— Begin Entries supplied —

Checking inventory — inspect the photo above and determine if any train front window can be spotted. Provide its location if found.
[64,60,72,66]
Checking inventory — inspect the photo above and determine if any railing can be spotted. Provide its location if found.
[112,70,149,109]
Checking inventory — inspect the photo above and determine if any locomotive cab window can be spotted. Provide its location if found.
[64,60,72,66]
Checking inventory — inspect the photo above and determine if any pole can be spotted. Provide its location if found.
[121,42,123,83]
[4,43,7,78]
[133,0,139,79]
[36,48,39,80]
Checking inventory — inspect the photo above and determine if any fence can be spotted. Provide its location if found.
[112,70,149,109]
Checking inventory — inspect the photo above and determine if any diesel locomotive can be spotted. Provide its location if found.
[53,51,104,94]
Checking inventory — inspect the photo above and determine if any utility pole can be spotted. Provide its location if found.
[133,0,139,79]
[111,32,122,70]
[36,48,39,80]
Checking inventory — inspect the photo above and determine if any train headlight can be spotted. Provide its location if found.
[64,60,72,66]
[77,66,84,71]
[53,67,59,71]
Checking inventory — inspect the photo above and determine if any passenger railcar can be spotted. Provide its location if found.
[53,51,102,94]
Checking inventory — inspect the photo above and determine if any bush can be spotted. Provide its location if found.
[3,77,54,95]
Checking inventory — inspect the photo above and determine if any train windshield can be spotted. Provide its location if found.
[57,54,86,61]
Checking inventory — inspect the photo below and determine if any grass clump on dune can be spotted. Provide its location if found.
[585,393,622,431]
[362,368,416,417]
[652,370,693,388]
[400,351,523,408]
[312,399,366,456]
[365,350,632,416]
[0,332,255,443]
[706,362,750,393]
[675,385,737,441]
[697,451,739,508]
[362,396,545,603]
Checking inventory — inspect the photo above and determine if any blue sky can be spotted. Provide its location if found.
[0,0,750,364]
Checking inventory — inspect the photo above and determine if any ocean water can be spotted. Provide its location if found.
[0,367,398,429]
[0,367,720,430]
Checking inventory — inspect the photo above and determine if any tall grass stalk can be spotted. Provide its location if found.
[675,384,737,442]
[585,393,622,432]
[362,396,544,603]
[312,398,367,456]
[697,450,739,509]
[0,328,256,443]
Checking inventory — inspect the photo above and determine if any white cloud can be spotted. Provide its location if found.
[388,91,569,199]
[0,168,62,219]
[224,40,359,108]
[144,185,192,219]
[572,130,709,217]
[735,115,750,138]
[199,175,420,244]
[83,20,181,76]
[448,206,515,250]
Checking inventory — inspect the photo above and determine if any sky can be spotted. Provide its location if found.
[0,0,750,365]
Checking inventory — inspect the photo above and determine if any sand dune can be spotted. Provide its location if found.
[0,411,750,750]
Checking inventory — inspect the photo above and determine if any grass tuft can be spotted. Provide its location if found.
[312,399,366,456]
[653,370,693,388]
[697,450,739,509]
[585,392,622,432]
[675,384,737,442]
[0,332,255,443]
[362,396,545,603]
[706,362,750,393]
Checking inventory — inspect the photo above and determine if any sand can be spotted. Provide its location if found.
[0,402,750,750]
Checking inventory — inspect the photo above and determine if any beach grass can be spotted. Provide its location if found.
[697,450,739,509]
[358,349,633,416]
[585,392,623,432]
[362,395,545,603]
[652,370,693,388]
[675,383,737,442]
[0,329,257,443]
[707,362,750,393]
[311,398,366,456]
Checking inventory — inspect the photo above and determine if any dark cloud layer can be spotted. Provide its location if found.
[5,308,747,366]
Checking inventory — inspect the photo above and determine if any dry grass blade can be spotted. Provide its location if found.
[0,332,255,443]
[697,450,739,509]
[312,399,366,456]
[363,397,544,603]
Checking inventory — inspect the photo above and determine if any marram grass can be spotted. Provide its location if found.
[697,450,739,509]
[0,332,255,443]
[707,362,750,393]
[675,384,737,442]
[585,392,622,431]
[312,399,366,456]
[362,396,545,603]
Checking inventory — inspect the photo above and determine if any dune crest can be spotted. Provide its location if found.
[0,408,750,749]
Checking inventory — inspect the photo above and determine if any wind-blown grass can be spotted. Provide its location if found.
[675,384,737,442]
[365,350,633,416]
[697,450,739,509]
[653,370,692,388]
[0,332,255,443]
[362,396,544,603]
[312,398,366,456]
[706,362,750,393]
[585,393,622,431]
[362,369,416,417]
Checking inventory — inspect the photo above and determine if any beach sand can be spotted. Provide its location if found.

— End Entries supplied —

» Task: Extract every line of the entries above that contains the word "locomotive", copying each line in full.

» Finished answer:
Checking inventory — inspect the photo above and determine if any locomotive cab window can be spotted. Provide its location if found.
Checking inventory — inspect the photo above and determine if any diesel locomotive can be spotted. Provide its location if found.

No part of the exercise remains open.